_WHAT YOU ARE ASKED TO DO_.
Copy word for word everything in the working-hours article below, from "The Austrian Chamber" down to "the extra hours.".

Short abstract
The final phase of the European Working Time Directive came into force on 1 August. The BMJ reports from some of the affected countries
Junior hospital doctors throughout Europe were supposed to start a new, shorter, 58 hour week from this month. Aimed at improving their working lives—and their patients' safety—the European directive aims to reduce the limit further to just 48 hours by 2009. But despite the new rules, many doctors will continue to work long hours.
United Kingdom: A recent survey of 100 NHS chief executives by the NHS Confederation, which represents NHS management, showed that 16% did not expect their trusts to have complied with the European Working Time Directive by 1 August. Junior doctors could take their employers to employment tribunals, and hospitals will be liable to fines of up to £5000 ($9200; €7600) from the Health and Safety Executive each time they break the directive.
The BMA said that it will support UK doctors who take legal action against employers that do not limit their working hours to those set out in the directive.
The NHS has been struggling to meet the requirements of the new directive, but it is not alone in failing to do so fully.
Austria: Compliance with the directive remains a distant prospect in Austria for doctors in training. Because of a shortage of staff most young doctors in hospitals regularly work more than the 60 hours a week maximum that is currently stipulated in Austrian law.
The Austrian Chamber of Doctors said that they will not take legal action because the law has so many loopholes. Instead, they will continue publicising the heavy workload of young doctors.
Czech Republic: As the directive also applies in the 10 new countries that joined the European Union on 1 May, the Czech Republic has to comply. This has not yet happened, however, and head of the Doctors' Union, Milan Kubek, said that the union is preparing legal action against the health and labour ministries: “We are very unhappy that doctors are still working longer hours, and since we have been unable to reach agreement with ministers we have been forced to resort to the courts.” So far doctors are not refusing to work the extra hours.

_SUPPLIED INFORMATION_.
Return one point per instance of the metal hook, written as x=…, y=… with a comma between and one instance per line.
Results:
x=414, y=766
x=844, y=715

...

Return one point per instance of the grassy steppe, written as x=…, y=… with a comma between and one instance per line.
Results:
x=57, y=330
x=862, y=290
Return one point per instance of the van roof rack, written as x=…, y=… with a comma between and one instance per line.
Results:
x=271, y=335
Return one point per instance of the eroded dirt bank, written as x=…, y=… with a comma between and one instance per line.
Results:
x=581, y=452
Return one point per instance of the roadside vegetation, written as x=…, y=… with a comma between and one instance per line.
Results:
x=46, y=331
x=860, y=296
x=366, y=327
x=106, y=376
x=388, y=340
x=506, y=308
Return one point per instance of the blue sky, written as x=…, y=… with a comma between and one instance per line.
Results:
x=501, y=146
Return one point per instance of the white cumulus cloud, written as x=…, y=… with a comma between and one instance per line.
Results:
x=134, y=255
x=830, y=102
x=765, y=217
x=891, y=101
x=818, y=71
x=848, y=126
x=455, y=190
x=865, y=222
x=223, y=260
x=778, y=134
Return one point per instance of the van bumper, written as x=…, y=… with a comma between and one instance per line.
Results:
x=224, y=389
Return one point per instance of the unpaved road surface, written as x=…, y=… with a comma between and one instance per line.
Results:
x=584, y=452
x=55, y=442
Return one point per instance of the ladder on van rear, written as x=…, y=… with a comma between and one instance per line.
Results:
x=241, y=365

--

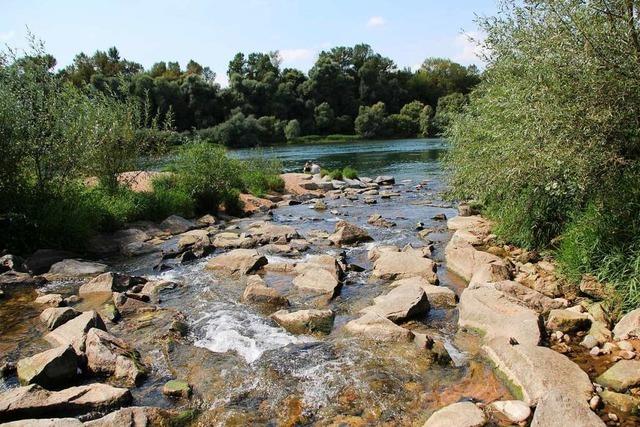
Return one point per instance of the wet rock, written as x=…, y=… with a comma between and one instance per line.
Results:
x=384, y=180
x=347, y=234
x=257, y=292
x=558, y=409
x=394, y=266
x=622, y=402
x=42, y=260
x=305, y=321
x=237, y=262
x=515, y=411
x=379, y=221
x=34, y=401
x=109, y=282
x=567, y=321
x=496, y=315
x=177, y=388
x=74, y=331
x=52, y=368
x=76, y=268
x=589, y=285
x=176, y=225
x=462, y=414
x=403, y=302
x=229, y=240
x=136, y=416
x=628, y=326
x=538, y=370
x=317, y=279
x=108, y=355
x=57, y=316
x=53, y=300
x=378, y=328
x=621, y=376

_EXPECTED ANSWER_.
The Austrian Chamber of Doctors said that they will not take legal action because the law has so many loopholes. Instead, they will continue publicising the heavy workload of young doctors.
Czech Republic: As the directive also applies in the 10 new countries that joined the European Union on 1 May, the Czech Republic has to comply. This has not yet happened, however, and head of the Doctors' Union, Milan Kubek, said that the union is preparing legal action against the health and labour ministries: “We are very unhappy that doctors are still working longer hours, and since we have been unable to reach agreement with ministers we have been forced to resort to the courts.” So far doctors are not refusing to work the extra hours.